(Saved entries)
§

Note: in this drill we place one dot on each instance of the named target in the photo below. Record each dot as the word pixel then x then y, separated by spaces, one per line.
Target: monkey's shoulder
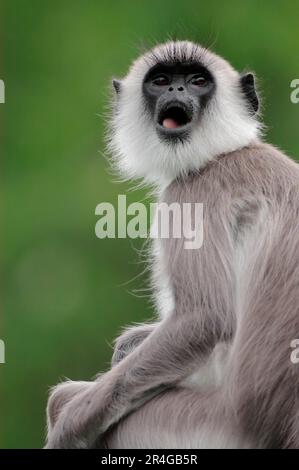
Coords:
pixel 259 170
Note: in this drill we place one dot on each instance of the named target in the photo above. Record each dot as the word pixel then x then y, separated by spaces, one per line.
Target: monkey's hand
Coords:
pixel 129 340
pixel 173 350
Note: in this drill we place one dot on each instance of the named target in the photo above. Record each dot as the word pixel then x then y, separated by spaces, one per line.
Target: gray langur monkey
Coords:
pixel 215 370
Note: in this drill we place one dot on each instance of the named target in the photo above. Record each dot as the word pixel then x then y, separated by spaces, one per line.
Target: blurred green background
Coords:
pixel 65 293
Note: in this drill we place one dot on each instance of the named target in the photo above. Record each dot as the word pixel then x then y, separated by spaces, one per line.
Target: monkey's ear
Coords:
pixel 247 81
pixel 116 85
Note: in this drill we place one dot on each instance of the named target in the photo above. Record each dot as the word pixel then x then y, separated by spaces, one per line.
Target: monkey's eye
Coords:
pixel 199 80
pixel 161 80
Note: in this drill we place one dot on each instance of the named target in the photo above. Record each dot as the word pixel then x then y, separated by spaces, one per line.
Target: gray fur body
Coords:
pixel 215 370
pixel 251 251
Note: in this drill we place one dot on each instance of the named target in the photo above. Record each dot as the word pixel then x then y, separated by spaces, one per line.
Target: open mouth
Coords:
pixel 174 116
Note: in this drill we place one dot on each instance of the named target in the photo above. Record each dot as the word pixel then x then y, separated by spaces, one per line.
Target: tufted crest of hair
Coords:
pixel 226 125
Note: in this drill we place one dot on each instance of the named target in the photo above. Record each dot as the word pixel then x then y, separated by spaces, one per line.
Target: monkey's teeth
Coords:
pixel 170 123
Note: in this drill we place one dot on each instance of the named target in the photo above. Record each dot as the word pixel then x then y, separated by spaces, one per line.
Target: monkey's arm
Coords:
pixel 168 355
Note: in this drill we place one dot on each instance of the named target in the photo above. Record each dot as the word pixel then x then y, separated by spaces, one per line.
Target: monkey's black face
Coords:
pixel 176 95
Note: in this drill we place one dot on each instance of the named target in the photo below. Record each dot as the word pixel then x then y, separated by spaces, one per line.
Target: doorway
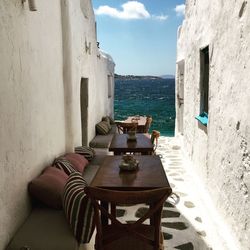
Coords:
pixel 84 109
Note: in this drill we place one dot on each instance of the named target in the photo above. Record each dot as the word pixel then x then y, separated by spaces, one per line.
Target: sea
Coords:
pixel 155 97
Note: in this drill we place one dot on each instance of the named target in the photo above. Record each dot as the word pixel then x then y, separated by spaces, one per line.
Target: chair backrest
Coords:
pixel 124 127
pixel 154 138
pixel 148 124
pixel 154 197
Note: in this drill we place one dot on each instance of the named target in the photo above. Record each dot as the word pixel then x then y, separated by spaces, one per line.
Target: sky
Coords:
pixel 139 35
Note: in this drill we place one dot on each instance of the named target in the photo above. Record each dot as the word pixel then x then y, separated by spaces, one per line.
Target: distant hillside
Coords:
pixel 133 77
pixel 168 76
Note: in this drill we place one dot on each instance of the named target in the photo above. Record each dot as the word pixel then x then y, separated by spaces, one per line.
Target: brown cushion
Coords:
pixel 87 152
pixel 48 187
pixel 64 164
pixel 106 119
pixel 78 161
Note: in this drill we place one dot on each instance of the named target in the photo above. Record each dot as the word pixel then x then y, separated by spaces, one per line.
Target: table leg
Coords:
pixel 103 217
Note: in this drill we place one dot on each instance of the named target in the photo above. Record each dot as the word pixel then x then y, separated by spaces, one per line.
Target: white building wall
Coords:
pixel 220 153
pixel 42 60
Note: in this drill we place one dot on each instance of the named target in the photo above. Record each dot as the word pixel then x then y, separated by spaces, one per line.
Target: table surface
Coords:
pixel 149 175
pixel 141 120
pixel 120 143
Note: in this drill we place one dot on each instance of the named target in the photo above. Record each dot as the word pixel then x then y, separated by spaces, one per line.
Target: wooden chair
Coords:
pixel 124 128
pixel 154 139
pixel 128 236
pixel 148 124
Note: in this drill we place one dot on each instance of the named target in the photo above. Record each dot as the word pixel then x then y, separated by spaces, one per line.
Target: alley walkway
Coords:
pixel 187 222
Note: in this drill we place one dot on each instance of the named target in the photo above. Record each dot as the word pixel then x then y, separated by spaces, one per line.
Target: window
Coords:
pixel 204 86
pixel 110 86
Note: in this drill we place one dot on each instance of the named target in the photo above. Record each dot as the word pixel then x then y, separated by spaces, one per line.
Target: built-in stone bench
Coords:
pixel 47 228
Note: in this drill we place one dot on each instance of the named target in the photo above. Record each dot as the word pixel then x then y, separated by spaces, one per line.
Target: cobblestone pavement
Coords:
pixel 183 223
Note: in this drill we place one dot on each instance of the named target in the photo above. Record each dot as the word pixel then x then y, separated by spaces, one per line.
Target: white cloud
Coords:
pixel 161 17
pixel 130 10
pixel 180 10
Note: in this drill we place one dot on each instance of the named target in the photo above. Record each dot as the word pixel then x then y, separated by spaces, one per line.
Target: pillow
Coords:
pixel 102 128
pixel 87 152
pixel 79 162
pixel 64 164
pixel 106 119
pixel 48 187
pixel 111 120
pixel 78 209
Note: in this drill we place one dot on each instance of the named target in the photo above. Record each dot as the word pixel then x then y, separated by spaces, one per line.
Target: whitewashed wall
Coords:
pixel 42 60
pixel 220 153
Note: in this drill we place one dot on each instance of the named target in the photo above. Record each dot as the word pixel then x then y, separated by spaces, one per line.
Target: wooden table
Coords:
pixel 149 175
pixel 120 144
pixel 140 120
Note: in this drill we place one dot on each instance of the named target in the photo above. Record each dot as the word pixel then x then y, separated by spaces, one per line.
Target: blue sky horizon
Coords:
pixel 140 35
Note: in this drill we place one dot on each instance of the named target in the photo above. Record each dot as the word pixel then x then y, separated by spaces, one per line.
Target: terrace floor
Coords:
pixel 188 220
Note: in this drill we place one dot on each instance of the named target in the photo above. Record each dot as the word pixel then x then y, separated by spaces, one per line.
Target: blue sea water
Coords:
pixel 154 97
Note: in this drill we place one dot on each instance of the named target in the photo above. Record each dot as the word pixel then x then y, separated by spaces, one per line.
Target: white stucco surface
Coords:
pixel 220 153
pixel 42 61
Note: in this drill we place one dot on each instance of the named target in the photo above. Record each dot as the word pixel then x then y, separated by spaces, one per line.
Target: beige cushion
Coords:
pixel 45 229
pixel 101 141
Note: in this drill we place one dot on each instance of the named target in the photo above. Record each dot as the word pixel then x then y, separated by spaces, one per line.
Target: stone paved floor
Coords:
pixel 187 222
pixel 183 222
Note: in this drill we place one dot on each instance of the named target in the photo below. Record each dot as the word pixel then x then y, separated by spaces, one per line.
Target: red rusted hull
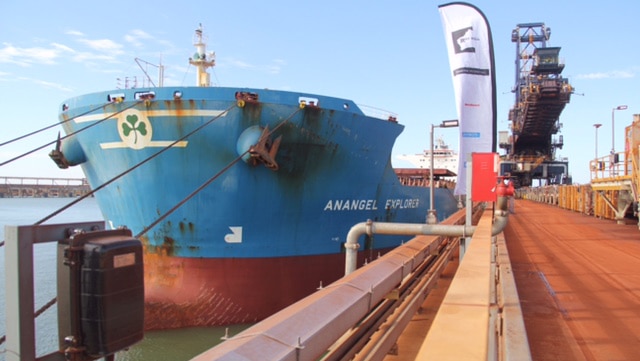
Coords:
pixel 187 292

§

### Prompt
Only the lines that hold the word "cushion" are wanted; each should be pulled from the records.

### Task solution
Target: brown cushion
Target: beige cushion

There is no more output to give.